::: TASK INPUTS :::

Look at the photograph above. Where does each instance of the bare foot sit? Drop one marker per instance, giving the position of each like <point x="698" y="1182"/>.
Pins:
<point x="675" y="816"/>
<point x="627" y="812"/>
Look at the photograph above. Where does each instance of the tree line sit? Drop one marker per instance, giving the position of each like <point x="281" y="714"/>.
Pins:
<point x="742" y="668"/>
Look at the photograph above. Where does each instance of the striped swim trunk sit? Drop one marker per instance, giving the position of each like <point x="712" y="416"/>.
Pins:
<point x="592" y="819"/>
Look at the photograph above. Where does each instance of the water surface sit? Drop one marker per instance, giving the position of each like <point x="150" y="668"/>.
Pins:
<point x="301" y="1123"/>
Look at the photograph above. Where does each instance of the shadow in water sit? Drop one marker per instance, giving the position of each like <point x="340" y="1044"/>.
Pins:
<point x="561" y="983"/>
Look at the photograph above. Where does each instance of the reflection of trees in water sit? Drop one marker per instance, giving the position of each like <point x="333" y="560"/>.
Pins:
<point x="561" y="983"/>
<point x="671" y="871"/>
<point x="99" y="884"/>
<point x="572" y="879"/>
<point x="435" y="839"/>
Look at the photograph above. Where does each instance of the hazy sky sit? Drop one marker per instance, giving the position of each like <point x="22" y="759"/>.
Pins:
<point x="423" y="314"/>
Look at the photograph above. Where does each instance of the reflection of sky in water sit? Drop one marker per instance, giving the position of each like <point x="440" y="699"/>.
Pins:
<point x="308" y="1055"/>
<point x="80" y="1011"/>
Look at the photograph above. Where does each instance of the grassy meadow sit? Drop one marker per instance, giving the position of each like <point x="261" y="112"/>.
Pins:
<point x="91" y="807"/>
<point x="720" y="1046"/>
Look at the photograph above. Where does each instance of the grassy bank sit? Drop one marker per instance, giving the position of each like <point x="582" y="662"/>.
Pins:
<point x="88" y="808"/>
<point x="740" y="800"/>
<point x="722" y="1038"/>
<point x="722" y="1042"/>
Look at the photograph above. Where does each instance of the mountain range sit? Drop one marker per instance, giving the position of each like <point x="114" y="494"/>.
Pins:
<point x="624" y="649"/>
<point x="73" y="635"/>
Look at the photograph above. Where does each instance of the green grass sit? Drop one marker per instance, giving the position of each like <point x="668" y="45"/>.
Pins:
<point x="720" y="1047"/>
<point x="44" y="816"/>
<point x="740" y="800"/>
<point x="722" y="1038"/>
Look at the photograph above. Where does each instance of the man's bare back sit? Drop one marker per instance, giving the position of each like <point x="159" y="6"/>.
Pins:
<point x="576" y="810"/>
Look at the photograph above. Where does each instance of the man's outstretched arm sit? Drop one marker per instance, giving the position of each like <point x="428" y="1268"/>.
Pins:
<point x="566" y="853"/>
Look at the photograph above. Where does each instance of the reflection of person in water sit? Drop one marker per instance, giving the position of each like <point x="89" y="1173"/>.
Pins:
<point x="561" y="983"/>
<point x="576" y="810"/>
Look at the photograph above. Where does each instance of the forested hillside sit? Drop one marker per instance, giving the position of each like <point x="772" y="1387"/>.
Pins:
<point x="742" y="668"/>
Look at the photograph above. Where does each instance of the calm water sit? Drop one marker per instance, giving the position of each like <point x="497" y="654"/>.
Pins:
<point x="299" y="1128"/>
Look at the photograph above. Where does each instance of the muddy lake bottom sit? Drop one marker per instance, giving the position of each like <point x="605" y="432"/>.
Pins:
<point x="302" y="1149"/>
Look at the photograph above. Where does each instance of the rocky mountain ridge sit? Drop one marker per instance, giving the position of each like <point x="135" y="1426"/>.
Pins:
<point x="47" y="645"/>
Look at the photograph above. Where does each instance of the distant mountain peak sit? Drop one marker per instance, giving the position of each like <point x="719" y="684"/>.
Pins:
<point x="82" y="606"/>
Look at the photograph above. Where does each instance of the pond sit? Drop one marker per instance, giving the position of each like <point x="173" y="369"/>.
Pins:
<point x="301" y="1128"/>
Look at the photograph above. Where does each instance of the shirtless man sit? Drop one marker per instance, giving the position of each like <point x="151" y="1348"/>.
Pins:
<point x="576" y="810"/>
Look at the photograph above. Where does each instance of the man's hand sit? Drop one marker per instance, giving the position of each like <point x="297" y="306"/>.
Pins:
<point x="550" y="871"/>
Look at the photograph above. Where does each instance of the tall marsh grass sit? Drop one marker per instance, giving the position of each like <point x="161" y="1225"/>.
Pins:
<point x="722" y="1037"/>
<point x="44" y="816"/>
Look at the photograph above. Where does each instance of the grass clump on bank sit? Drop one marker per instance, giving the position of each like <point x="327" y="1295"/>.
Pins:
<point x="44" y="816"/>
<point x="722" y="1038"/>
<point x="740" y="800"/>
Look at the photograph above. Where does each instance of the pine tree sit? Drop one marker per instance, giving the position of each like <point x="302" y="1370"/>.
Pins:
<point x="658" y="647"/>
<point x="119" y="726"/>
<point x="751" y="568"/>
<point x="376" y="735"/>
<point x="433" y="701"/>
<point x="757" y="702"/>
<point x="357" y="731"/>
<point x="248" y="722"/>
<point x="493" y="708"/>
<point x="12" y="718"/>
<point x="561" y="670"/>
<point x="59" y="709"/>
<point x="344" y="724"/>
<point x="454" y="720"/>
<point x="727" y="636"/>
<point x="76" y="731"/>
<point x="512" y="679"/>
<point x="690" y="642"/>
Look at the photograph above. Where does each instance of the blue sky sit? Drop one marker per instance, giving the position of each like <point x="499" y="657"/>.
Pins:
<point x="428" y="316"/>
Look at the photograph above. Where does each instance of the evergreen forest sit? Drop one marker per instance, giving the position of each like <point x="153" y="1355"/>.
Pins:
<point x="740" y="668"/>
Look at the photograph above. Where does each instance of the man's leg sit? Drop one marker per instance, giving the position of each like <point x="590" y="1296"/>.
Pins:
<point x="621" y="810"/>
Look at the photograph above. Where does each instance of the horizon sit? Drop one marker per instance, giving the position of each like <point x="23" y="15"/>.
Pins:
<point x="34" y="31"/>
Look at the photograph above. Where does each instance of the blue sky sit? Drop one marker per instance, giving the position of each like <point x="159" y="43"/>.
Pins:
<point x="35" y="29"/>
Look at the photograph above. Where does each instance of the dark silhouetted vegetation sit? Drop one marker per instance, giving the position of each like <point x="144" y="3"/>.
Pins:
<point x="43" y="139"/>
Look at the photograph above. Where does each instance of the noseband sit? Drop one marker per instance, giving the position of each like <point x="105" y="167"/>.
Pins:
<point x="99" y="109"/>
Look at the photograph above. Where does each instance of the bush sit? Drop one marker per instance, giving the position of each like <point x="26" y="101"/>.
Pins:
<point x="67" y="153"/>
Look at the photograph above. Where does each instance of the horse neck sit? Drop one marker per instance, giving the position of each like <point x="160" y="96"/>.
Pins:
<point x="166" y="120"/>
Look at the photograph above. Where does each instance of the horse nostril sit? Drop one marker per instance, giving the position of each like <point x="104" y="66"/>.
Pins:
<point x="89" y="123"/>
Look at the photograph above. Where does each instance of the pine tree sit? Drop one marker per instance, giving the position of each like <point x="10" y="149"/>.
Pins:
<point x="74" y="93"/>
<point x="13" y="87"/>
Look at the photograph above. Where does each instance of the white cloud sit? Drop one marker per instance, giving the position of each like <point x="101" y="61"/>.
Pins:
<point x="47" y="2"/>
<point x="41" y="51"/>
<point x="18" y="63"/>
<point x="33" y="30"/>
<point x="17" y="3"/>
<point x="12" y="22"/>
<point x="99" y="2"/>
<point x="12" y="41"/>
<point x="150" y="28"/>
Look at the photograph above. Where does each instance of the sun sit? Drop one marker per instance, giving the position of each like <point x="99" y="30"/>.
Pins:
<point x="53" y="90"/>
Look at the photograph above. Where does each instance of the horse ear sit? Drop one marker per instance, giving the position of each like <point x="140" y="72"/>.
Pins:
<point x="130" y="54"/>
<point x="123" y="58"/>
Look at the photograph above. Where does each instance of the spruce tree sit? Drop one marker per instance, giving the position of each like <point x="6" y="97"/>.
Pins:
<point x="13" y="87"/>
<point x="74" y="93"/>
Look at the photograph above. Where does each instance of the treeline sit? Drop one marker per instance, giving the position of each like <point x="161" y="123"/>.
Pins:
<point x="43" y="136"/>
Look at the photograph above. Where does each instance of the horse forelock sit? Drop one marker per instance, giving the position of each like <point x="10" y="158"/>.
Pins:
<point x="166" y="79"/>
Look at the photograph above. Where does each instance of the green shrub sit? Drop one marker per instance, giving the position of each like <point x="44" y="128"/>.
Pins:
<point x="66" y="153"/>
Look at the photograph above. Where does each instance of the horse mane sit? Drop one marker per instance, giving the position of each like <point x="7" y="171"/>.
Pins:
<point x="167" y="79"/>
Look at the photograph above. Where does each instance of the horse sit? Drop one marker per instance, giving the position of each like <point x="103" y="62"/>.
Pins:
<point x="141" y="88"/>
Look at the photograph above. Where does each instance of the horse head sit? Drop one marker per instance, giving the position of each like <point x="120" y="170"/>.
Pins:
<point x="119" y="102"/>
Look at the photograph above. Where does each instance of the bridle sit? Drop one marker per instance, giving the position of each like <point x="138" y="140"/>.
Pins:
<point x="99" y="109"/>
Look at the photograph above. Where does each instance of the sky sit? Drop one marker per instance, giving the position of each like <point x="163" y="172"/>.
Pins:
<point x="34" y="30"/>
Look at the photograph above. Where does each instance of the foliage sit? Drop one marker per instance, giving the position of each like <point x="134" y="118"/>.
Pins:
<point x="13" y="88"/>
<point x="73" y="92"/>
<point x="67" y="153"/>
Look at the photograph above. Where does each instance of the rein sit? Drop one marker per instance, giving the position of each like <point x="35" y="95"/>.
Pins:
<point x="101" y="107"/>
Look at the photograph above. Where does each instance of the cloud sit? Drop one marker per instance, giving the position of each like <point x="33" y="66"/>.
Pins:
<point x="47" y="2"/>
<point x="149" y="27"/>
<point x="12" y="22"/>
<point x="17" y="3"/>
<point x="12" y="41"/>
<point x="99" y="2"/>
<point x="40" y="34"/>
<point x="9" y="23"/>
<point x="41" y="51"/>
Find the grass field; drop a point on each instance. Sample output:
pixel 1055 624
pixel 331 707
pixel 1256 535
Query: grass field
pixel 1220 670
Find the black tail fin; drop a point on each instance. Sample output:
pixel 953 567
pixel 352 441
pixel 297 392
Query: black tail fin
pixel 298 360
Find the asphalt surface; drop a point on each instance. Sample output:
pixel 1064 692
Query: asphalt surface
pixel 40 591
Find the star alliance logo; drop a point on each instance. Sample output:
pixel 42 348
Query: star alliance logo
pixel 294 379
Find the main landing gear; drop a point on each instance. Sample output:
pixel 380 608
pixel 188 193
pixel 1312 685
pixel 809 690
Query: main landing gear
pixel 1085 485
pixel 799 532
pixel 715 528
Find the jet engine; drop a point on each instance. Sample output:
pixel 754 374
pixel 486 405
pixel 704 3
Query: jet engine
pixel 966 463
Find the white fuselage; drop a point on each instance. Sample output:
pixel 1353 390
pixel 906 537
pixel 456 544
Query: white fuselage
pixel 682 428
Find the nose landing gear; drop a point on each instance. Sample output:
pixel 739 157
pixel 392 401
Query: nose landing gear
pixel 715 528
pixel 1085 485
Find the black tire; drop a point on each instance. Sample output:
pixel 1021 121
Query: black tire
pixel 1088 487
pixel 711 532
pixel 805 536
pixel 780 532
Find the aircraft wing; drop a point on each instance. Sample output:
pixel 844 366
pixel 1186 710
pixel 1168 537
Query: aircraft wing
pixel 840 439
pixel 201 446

:::

◆ YOUR TASK ◆
Find the line with "Find the black tail" in the listing above, then write out that line and each remaining line exactly, with no other text.

◆ WRITTEN SOLUTION ◆
Find the black tail fin; drop a point on each instance. Sample output:
pixel 953 567
pixel 352 441
pixel 297 392
Query: black tail fin
pixel 298 360
Find the asphalt surface; drop a point on each instance. Sample output:
pixel 1064 692
Query: asphalt surface
pixel 40 591
Find the star alliance logo; drop a point on each instance. Sample output:
pixel 42 348
Query: star alliance logo
pixel 294 379
Find the main landing gear; drop a point on each instance. Sample output:
pixel 380 608
pixel 188 193
pixel 1312 685
pixel 809 690
Query: main landing gear
pixel 1085 485
pixel 799 532
pixel 715 528
Find the jet engine; drop a point on each instance. Sample output:
pixel 754 374
pixel 486 405
pixel 704 3
Query: jet engine
pixel 966 463
Find the white fuselage; drop a point on each instance. Sample output:
pixel 1353 390
pixel 906 537
pixel 456 544
Query: white fuselage
pixel 682 428
Find the nose landing gear; drop a point on each instance. Sample output:
pixel 739 157
pixel 392 401
Query: nose landing gear
pixel 715 528
pixel 1085 485
Find the black tire; drop a point on each instance. Sample output:
pixel 1021 121
Query: black tire
pixel 1088 487
pixel 711 532
pixel 805 536
pixel 780 532
Find the aircraft wing; drop a point on each instance. Sample output:
pixel 844 366
pixel 1186 710
pixel 1168 537
Query: aircraft wing
pixel 840 439
pixel 201 446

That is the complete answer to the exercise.